### [Given request]
Locate every line in the records below that contains the word "striped", and copy each of those lines.

-- Start Entries supplied --

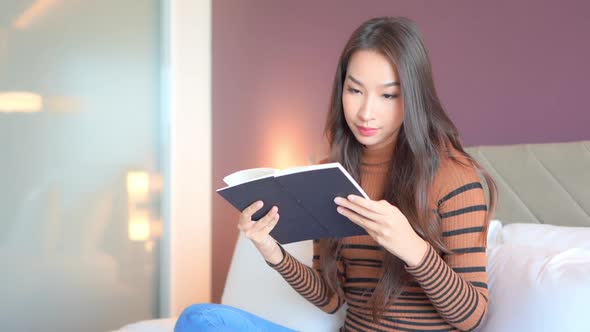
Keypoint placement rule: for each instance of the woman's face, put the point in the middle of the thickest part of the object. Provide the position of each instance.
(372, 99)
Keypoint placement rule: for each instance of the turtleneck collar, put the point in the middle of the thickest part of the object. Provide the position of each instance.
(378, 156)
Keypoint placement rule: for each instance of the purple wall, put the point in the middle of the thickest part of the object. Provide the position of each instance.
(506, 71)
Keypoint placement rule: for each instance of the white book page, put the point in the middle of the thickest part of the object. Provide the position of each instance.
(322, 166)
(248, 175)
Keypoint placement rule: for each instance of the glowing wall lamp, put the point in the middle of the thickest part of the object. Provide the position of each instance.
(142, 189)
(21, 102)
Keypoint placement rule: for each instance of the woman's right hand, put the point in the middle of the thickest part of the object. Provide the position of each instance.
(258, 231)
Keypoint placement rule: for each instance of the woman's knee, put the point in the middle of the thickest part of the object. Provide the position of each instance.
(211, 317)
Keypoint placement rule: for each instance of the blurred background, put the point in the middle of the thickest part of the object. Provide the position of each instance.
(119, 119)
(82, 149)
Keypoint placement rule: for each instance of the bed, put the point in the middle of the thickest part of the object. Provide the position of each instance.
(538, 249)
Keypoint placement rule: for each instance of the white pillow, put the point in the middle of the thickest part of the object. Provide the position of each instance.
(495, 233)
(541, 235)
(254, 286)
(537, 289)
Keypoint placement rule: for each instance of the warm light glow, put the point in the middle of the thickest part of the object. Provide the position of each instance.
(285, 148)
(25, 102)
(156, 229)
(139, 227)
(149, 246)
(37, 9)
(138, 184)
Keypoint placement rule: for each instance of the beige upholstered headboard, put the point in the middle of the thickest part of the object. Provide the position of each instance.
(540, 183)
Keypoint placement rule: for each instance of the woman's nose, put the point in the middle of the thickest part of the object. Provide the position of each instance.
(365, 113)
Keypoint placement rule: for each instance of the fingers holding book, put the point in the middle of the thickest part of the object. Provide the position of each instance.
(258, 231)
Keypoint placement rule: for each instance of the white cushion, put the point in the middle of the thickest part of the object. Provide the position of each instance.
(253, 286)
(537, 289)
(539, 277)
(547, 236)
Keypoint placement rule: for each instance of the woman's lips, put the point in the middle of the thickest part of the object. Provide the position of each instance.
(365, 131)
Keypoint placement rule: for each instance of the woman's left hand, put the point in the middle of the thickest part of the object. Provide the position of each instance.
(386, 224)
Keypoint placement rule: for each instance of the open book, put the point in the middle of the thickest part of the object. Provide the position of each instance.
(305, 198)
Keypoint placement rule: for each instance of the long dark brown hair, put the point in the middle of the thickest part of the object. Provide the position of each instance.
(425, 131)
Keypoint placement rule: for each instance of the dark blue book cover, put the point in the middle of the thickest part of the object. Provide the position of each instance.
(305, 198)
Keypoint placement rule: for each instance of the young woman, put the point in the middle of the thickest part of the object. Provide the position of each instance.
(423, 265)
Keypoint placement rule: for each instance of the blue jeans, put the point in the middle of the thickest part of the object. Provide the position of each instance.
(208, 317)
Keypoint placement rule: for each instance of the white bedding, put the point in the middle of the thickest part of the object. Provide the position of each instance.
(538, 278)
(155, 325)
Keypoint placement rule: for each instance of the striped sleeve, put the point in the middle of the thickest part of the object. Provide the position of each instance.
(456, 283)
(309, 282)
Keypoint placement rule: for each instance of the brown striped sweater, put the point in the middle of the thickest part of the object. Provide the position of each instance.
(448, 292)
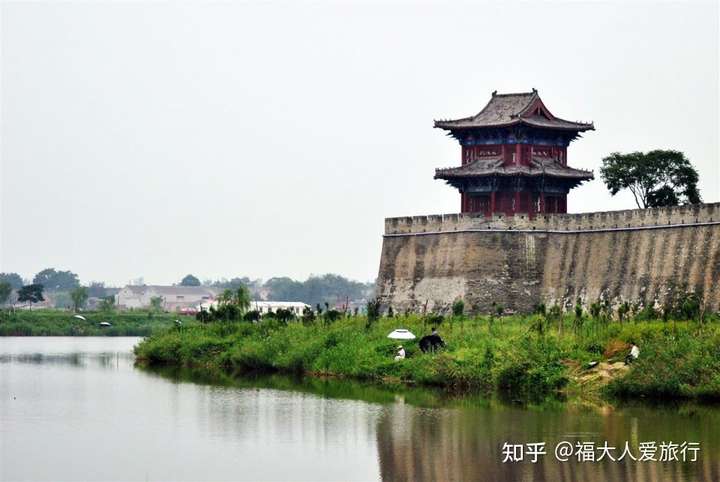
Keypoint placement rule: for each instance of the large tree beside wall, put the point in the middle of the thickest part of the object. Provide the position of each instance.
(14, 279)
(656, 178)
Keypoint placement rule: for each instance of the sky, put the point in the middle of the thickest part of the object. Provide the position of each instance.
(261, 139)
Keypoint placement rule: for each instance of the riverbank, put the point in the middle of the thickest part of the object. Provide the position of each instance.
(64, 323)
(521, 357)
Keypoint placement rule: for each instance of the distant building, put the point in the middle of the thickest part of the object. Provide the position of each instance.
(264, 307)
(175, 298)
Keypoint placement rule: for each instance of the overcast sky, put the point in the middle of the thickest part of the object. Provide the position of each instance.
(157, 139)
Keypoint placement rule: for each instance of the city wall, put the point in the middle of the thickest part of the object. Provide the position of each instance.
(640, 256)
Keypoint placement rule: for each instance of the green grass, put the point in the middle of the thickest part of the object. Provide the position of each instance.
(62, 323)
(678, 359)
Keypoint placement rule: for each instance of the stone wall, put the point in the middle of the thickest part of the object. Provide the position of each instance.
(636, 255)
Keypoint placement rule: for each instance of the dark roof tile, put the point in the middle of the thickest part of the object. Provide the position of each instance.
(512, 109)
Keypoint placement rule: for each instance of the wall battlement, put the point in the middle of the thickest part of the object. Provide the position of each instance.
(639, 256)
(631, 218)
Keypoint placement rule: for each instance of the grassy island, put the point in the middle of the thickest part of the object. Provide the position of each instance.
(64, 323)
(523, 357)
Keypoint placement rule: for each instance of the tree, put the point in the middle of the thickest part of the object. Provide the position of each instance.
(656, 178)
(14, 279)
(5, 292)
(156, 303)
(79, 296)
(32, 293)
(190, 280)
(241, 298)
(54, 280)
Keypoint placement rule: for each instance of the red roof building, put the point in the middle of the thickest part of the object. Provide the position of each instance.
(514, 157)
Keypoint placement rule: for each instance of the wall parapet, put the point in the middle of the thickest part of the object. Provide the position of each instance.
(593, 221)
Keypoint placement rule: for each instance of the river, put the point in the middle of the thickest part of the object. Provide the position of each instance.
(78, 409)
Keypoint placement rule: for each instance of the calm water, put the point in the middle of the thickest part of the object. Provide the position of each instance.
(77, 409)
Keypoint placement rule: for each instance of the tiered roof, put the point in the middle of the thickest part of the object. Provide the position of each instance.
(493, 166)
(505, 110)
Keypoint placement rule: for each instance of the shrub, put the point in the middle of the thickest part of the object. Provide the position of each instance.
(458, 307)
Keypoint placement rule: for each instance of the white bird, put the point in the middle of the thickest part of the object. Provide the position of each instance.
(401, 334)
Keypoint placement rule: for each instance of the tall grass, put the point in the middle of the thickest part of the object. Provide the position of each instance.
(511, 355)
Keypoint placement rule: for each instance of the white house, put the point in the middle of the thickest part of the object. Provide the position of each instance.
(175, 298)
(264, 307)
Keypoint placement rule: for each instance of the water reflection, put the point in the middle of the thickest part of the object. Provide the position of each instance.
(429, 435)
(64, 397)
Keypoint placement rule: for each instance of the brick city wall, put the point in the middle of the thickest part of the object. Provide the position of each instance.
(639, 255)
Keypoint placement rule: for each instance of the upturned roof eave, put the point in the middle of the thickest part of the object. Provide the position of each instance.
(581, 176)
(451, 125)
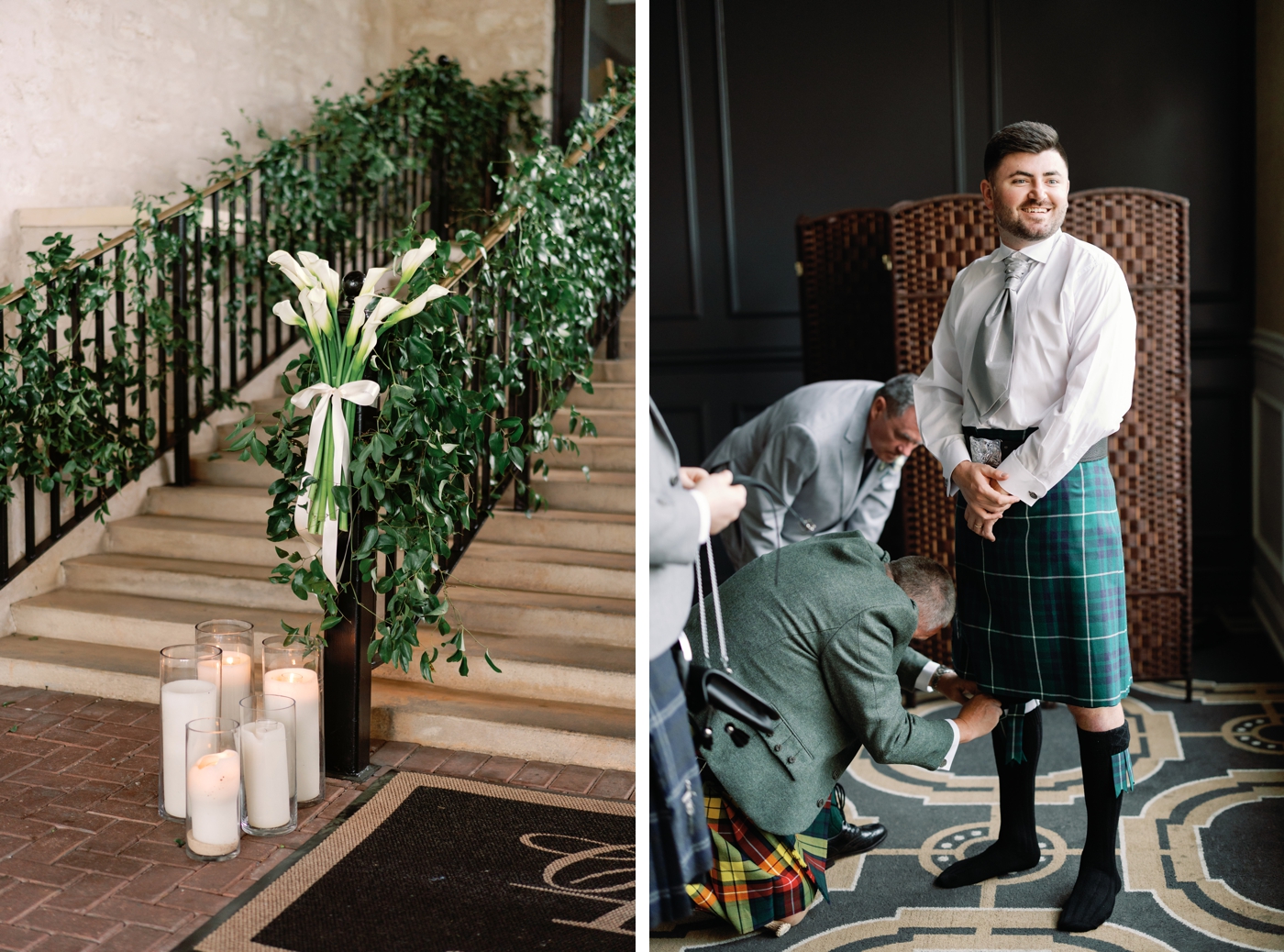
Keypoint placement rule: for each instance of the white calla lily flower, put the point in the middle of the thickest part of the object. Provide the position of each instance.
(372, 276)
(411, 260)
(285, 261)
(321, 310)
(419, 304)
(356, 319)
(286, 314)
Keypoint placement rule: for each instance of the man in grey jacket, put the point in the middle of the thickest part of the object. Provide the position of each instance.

-- End Entries supplied --
-- Start Entries supplied --

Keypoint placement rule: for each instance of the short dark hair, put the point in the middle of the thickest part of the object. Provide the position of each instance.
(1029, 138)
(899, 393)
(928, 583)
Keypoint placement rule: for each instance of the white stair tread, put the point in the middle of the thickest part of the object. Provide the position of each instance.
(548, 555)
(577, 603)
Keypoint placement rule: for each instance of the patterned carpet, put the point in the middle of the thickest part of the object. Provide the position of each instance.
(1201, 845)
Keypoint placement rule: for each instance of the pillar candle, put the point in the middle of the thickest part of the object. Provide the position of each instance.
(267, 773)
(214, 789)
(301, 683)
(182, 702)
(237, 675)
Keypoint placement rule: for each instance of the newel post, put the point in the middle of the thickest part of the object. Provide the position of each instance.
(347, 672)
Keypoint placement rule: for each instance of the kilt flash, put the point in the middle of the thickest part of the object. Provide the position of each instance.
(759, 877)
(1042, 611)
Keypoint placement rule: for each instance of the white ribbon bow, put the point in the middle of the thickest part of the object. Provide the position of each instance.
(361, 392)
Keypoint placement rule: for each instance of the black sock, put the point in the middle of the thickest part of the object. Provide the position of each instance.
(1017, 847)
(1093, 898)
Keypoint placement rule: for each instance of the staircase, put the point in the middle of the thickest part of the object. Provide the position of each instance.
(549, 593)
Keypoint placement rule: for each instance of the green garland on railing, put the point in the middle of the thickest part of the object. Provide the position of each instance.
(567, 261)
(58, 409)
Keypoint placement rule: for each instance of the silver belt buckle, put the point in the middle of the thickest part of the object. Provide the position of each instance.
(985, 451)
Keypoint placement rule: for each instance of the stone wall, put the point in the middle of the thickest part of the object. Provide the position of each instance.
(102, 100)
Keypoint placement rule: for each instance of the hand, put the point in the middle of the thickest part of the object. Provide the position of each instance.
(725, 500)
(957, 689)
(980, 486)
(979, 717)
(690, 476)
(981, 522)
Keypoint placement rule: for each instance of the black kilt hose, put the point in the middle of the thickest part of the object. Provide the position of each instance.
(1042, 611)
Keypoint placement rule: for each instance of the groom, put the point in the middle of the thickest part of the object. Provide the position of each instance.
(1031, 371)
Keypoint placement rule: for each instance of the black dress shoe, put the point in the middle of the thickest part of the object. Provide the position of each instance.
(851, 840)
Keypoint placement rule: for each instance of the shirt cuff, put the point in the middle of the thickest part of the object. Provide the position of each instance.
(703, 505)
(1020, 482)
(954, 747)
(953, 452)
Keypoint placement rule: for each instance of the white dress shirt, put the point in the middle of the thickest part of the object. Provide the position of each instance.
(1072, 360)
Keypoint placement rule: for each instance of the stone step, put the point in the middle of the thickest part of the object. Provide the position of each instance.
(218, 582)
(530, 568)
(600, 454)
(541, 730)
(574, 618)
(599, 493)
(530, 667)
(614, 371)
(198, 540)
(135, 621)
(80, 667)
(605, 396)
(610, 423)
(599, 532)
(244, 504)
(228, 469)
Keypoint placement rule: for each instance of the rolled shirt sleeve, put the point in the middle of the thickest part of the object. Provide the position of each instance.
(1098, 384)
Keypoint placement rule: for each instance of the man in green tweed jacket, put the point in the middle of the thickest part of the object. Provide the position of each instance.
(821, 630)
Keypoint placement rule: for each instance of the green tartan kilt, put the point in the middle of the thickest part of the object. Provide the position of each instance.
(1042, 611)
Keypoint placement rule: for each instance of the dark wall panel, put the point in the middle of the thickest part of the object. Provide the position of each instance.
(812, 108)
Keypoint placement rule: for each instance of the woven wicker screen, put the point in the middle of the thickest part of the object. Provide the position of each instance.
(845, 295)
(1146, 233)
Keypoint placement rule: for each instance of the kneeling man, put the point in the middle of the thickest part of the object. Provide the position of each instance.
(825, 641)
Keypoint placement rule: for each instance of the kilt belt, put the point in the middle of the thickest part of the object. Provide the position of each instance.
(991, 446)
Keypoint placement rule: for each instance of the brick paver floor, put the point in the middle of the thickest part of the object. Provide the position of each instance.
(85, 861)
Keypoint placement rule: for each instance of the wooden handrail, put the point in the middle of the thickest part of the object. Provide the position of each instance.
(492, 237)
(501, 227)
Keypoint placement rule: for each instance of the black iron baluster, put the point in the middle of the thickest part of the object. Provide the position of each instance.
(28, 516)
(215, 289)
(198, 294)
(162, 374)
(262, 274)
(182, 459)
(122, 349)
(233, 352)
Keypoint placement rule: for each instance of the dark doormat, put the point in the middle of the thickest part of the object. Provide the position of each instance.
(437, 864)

-- End Entries supplied --

### [The solution]
Keypoint placement rule: for each instance of the striped sleeve, put the point in the middle of the thickest part of the object. Provide the position of each instance.
Keypoint placement rule: for each instance of the brown striped sweater, put the point in the middle of the thickest part of the object. Provide the position of each instance.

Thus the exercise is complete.